- **Assignment**: Copy the following data exactly and drop the pictures.

- **Material for this exercise**:
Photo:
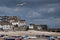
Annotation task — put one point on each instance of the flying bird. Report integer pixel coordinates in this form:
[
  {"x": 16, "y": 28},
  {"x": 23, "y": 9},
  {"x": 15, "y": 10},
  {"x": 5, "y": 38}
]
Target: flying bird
[{"x": 21, "y": 4}]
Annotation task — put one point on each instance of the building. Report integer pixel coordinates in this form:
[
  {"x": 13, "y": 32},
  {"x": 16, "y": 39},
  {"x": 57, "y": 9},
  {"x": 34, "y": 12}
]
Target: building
[
  {"x": 6, "y": 26},
  {"x": 21, "y": 22},
  {"x": 38, "y": 27},
  {"x": 8, "y": 18}
]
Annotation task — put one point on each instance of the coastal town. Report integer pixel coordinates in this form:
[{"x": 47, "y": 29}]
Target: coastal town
[{"x": 15, "y": 26}]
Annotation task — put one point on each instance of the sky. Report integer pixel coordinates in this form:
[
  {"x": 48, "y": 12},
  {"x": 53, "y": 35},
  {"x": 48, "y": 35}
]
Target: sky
[{"x": 33, "y": 11}]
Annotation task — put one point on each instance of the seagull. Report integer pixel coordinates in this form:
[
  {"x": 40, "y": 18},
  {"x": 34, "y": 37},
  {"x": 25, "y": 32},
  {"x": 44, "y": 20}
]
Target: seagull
[{"x": 21, "y": 4}]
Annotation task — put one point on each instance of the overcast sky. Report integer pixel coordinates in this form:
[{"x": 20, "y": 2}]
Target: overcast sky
[{"x": 35, "y": 11}]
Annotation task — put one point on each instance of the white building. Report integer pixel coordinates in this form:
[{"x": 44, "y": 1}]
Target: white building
[
  {"x": 21, "y": 23},
  {"x": 6, "y": 26}
]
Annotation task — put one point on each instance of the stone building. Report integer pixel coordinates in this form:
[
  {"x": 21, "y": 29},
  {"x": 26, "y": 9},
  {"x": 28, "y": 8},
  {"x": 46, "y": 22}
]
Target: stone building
[
  {"x": 38, "y": 27},
  {"x": 54, "y": 29}
]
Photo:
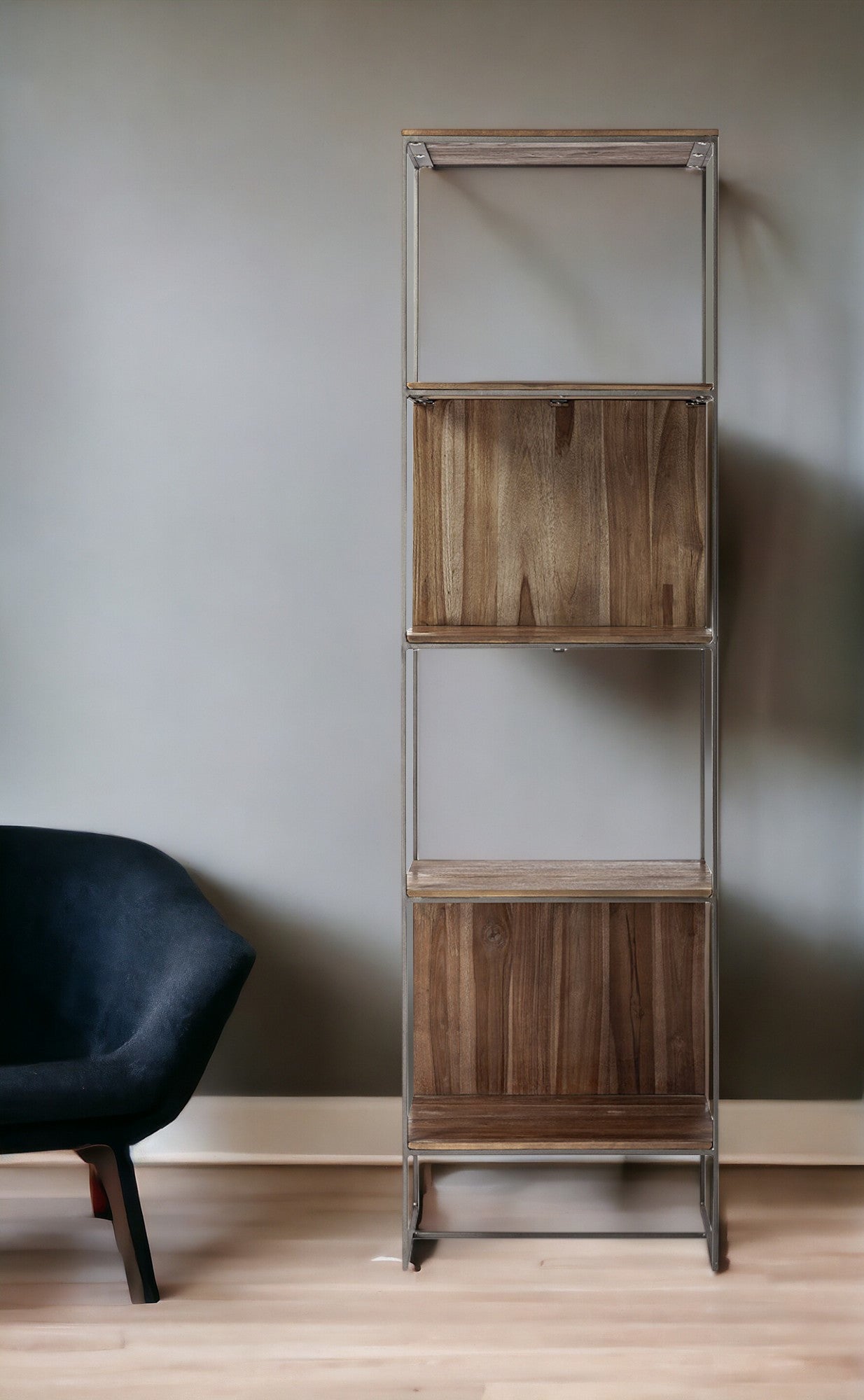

- **Your solution**:
Photo:
Annotation task — put one point on each instance of the flying bird. Report integer pixel coordinates in this form:
[
  {"x": 16, "y": 28},
  {"x": 23, "y": 9},
  {"x": 15, "y": 10},
  {"x": 5, "y": 38}
]
Target: flying bird
[{"x": 21, "y": 4}]
Annotation task — put one point on each instance of the building. Report integer pixel coordinates in this form:
[
  {"x": 13, "y": 32},
  {"x": 16, "y": 39},
  {"x": 57, "y": 9},
  {"x": 34, "y": 12}
]
Target: building
[
  {"x": 6, "y": 26},
  {"x": 21, "y": 22},
  {"x": 38, "y": 27},
  {"x": 8, "y": 18}
]
Annotation task — put one point on each instance of the coastal town. Report integer pixel coordinates in this form:
[{"x": 47, "y": 29}]
Target: coastal town
[{"x": 15, "y": 26}]
Annotation task — put one point on each instance of the sky. Report integer pixel coordinates in this form:
[
  {"x": 48, "y": 12},
  {"x": 53, "y": 35},
  {"x": 48, "y": 35}
]
Target: sky
[{"x": 33, "y": 11}]
Annotation task — put one point on each instance of the seagull. Report integer pixel coordinates in this form:
[
  {"x": 40, "y": 18},
  {"x": 34, "y": 37},
  {"x": 25, "y": 32},
  {"x": 44, "y": 20}
]
Target: seagull
[{"x": 21, "y": 4}]
Annotation task — put one point on each instance of the overcast sky. Report integer pixel coordinates in this form:
[{"x": 20, "y": 2}]
Target: overcast sky
[{"x": 35, "y": 11}]
Annotation task — put one point on each instance of the white building. Report integer pixel coordinates in this form:
[{"x": 44, "y": 1}]
Target: white building
[
  {"x": 21, "y": 23},
  {"x": 6, "y": 26}
]
Annotation task — put one point on each instance of the stone building. Report integer pixel coordinates in this form:
[
  {"x": 21, "y": 29},
  {"x": 26, "y": 9},
  {"x": 28, "y": 8},
  {"x": 46, "y": 22}
]
Target: stone building
[
  {"x": 38, "y": 27},
  {"x": 54, "y": 29}
]
Photo:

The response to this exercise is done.